» TASK DESCRIPTION: The output must match the entries below exactly.

» SUPPLIED RECORDS:
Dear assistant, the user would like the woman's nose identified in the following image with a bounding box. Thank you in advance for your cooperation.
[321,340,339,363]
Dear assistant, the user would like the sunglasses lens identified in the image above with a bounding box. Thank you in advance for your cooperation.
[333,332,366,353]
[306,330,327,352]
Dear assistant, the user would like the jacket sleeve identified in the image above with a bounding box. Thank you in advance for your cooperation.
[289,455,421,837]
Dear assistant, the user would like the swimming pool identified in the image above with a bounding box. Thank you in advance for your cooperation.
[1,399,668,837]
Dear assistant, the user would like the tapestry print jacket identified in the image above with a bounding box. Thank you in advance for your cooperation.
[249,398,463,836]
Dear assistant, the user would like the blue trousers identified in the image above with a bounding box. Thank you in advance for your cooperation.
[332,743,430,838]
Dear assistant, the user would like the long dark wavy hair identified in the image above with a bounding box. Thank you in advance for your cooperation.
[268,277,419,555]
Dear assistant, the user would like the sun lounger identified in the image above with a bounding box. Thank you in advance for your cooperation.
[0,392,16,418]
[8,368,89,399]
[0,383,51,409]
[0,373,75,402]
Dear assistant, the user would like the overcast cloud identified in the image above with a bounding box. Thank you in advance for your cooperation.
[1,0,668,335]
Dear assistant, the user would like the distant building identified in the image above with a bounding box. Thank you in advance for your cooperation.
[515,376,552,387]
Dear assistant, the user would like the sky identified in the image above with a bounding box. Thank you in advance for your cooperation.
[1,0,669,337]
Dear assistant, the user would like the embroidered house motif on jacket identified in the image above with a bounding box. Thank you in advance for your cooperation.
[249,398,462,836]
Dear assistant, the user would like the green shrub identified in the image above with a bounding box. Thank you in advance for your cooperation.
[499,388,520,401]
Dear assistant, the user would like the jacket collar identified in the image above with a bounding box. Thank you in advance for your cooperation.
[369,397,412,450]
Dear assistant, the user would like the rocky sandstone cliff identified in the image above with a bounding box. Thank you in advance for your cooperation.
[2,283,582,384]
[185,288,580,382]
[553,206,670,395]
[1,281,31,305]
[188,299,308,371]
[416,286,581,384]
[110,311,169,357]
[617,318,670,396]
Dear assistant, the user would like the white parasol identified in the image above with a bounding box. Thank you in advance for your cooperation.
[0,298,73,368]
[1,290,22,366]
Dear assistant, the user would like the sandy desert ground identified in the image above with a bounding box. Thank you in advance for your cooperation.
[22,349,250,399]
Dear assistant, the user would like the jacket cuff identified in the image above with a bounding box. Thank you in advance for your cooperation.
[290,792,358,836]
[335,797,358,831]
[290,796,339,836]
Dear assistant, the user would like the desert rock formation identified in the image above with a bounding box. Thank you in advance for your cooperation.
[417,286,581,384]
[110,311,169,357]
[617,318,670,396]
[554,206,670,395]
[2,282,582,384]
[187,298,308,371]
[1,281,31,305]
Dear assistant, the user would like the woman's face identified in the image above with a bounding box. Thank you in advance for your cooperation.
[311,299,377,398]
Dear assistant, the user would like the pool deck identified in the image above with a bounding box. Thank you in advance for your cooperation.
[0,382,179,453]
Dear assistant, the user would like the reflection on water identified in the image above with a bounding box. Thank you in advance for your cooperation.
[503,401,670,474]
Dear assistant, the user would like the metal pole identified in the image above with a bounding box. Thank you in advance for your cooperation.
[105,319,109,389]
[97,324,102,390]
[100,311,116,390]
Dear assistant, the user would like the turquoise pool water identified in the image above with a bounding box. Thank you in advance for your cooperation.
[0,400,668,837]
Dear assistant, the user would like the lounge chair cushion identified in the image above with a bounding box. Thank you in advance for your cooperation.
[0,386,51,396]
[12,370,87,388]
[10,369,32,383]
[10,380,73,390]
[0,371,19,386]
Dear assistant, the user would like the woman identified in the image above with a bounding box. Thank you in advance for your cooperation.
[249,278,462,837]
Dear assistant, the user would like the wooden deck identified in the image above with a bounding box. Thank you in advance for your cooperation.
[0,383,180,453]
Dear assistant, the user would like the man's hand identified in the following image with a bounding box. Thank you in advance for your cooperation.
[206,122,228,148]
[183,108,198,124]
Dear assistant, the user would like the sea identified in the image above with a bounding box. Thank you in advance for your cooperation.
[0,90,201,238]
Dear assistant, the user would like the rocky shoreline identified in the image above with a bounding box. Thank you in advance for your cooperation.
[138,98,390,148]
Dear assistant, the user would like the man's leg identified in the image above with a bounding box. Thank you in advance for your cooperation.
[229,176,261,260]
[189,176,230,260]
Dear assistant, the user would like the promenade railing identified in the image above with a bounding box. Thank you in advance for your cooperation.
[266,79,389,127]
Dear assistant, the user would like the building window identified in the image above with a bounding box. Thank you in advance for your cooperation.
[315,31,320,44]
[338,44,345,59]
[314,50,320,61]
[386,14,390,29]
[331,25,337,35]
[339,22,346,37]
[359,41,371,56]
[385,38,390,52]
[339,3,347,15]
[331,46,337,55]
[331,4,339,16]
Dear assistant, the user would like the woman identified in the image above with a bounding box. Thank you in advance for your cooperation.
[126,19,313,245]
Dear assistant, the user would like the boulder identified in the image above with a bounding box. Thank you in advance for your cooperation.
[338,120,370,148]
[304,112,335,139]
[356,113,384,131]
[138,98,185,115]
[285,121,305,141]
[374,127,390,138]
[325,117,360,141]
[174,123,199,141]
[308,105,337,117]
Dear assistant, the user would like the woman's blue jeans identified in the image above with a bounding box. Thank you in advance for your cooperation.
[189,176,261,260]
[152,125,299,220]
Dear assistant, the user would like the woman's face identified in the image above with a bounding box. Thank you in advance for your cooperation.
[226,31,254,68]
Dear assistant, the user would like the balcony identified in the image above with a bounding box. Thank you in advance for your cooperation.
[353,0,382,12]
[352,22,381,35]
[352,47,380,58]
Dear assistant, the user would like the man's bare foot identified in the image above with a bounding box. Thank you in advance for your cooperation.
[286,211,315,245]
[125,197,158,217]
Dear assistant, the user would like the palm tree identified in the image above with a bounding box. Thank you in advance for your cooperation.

» ANSWER BELOW:
Dear assistant, the user would like the woman's nose identified in the following image with a bounding box. Thank you in advance for your cooperation.
[321,340,339,363]
Dear assistant, the user would like the sunglasses lens identified in the image above with a bounding box. Thank you in advance for your cooperation.
[333,332,366,353]
[306,330,327,352]
Dear assistant, the user would like the jacket sleeve identified in the image above with a bounding box. Thank you in advance for your cooperation.
[289,455,421,837]
Dear assistant, the user would like the swimming pool identified in the image above with a bounding box. Thank you in advance for your cooperation.
[1,399,668,837]
Dear assistant, the user would like the tapestry print jacket identified in the image above with a bounding box. Thank you in advance for your cooperation.
[249,398,463,836]
Dear assistant, the user would like the blue trousers identified in the image above with a bounding box. Thank you in advance for your cooperation.
[332,743,430,838]
Dear assistant, the user would like the long dark wavy hair identified in the image above with a bounding box. Thank you in advance for your cooperation.
[268,277,419,555]
Dear assistant, the user would like the sun lounger identified in the image above with a bounding box. Thank you in advance for your cooperation.
[0,392,16,418]
[8,368,89,399]
[0,383,51,409]
[0,373,75,402]
Dear assistant, the user would like the overcast cloud identified in the image above with a bounding box. Thank you in advance for your cooperation.
[1,0,668,335]
Dear assistant, the user would like the distant building identified in the image above with a bounding box. Thank you in advance for your cooperation.
[515,376,552,387]
Dear assistant, the user would like the sky identified in the image above with a bounding box. Thank you in advance for your cooperation.
[1,0,669,337]
Dear assistant, the user would like the embroidered house motif on jacket identified in the image above with a bounding box. Thank you in advance for your cooperation.
[249,398,462,836]
Dear assistant, the user would like the green shrub identified in the image above with a bounding box. Thank you in advance for your cooperation.
[499,388,520,401]
Dear assistant, the user would like the jacket collar identified in the image above with a bounding box. Thank you in advance for your cooperation.
[369,397,412,450]
Dear assistant, the user would like the rocky sandstone cliff identified in the image above with a bounding box. Thank you in advance for your cooperation.
[2,283,582,384]
[185,288,580,382]
[553,206,670,395]
[1,281,31,305]
[188,299,308,371]
[416,286,581,384]
[110,311,169,357]
[617,318,670,396]
Dear assistant, the user would like the white parasol identified in the image above with a bounding box. Thank you in advance for your cooperation.
[0,298,73,368]
[1,290,22,366]
Dear assistant, the user would like the sandy desert ground identified in the image above with a bounding box. Thank you in advance for your cooperation.
[22,349,250,399]
Dear assistant, the user would like the jacket cuff identified in the image above with a bounding box. Thank you in advance for your cooperation.
[290,792,358,836]
[335,797,358,831]
[290,796,339,836]
Dear assistant, the user would like the desert rock formation identified in the image above with a bounding box. Thank you in advance for your cooperation.
[417,286,581,384]
[110,311,169,357]
[617,318,670,396]
[554,206,670,395]
[2,282,582,384]
[187,298,308,371]
[1,281,31,305]
Dear assistant, the user would like the woman's face identified in the image above with a bounding box. Thank you in advance for your cooperation.
[311,299,377,398]
Dear assistant, the user would like the pool deck identified in the image above with a bounding box. Thank you in advance for your cooperation.
[0,382,179,453]
Dear assistant, the user would like the reflection on water identified in the image above with a bounding box. Thank you in advance for your cooperation.
[503,401,670,474]
Dear assistant, the user would like the metal pole identified in the image above with a bounding box. Thank you in advance for your cooperation.
[105,319,109,389]
[97,324,102,390]
[100,311,116,390]
Dear assistant, the user would like the turquoise pool water identified in the image above with a bounding box. Thank you in advance for your cooperation.
[0,400,668,837]
Dear assistant, the user would like the lounge chair cushion identified in the image above with a bounding box. Thank you in advance for your cooperation.
[0,386,51,396]
[12,370,87,388]
[10,369,32,383]
[10,380,73,390]
[0,371,19,386]
Dear assistant, the user would like the woman identified in the image above with a bounding box. Thank you in advance for your cooperation.
[249,278,462,837]
Dear assistant, the user would like the wooden deck identified in the image above with a bounding box. Thank you in advance for your cooperation.
[0,383,180,453]
Dear assistant, the user would like the man's hand identified in the following image with a bounding box. Thank you in advance for your cooperation.
[206,122,228,148]
[183,108,198,124]
Dear assistant, the user would like the sea identified in the image above with a bounding box. Thank you in advance for your cooperation.
[0,90,201,238]
Dear assistant, the user would like the rocky shoreline identified in the image above with a bounding box. Thank you in advance for your cooperation.
[138,98,390,148]
Dear assistant, the user would like the man's leg identified in the image above with a bounding box. Thank you in advance for your cooperation.
[229,176,261,260]
[189,176,230,260]
Dear assistant, the user would like the promenade railing identified in the image above with a bounding box. Thank you in advance for your cooperation.
[266,79,389,127]
Dear assistant, the user would like the building window identified in the image above with a bounding box. Thank you in advance for your cooperation.
[315,31,320,44]
[338,44,345,59]
[314,50,320,61]
[386,14,390,29]
[331,25,337,35]
[339,22,346,37]
[359,41,371,56]
[385,38,390,52]
[339,3,347,15]
[331,46,337,55]
[331,4,339,16]
Dear assistant, the user would like the woman identified in the image above with a bounding box. Thank you in advance for your cooperation.
[126,19,313,245]
Dear assistant, the user would like the boulder identified in the image above with a bounding box. Thank you in advance for your cooperation.
[338,120,370,148]
[304,112,335,139]
[356,113,384,131]
[138,98,185,115]
[285,121,305,141]
[374,127,390,138]
[325,117,360,141]
[174,123,199,141]
[308,105,337,117]
Dear assistant, the user would like the woman's blue jeans identified in the image above with a bounding box. Thank you in advance for your cooperation.
[189,176,261,260]
[152,125,299,220]
Dear assistant, the user would like the woman's face identified in the image above with a bounding box. Thank you in advance for your cooperation.
[226,31,254,68]
Dear assistant, the user would like the balcony identified in the image above with a bounding box. Thank you in advance for your cooperation.
[353,0,382,12]
[352,22,381,35]
[352,47,380,58]
Dear assistant, the user would like the man's bare foot identified in the image above with a bounding box. Thank you in advance for your cooperation.
[286,211,315,245]
[125,197,158,217]
Dear assistant, the user would like the palm tree identified in the image above with a bounding box. Thank you in advance for your cooperation.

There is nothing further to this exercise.